- EXERCISE REQUIREMENTS:
Edit the records below by changing "vertical concrete fin" to "upright concrete fin" and leaving everything else unchanged. Leave the pictures out of your answer.

[Collected data]
______________________________

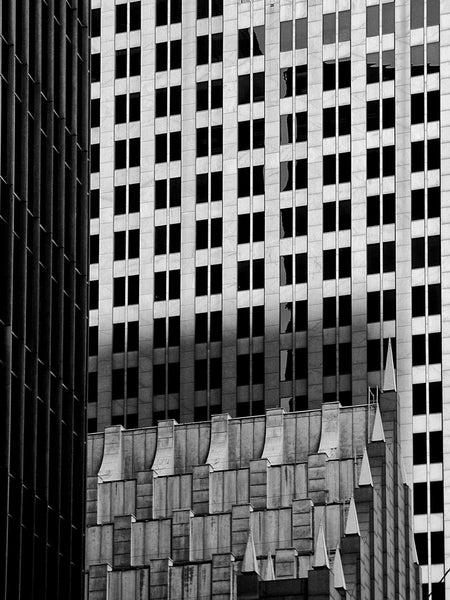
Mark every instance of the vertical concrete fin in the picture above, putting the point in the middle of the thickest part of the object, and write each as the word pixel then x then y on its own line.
pixel 268 571
pixel 111 468
pixel 164 461
pixel 378 429
pixel 218 447
pixel 250 562
pixel 329 436
pixel 273 443
pixel 338 572
pixel 365 475
pixel 352 523
pixel 320 551
pixel 389 381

______________________________

- SOLUTION:
Mark every instance of the upright concrete fin in the picture above, putting the point in the middle of the thickest part of the object, and write each as the word pixel then x then y on its own line.
pixel 268 571
pixel 111 468
pixel 164 461
pixel 378 429
pixel 218 447
pixel 250 562
pixel 329 436
pixel 273 443
pixel 338 572
pixel 365 475
pixel 352 523
pixel 320 551
pixel 389 381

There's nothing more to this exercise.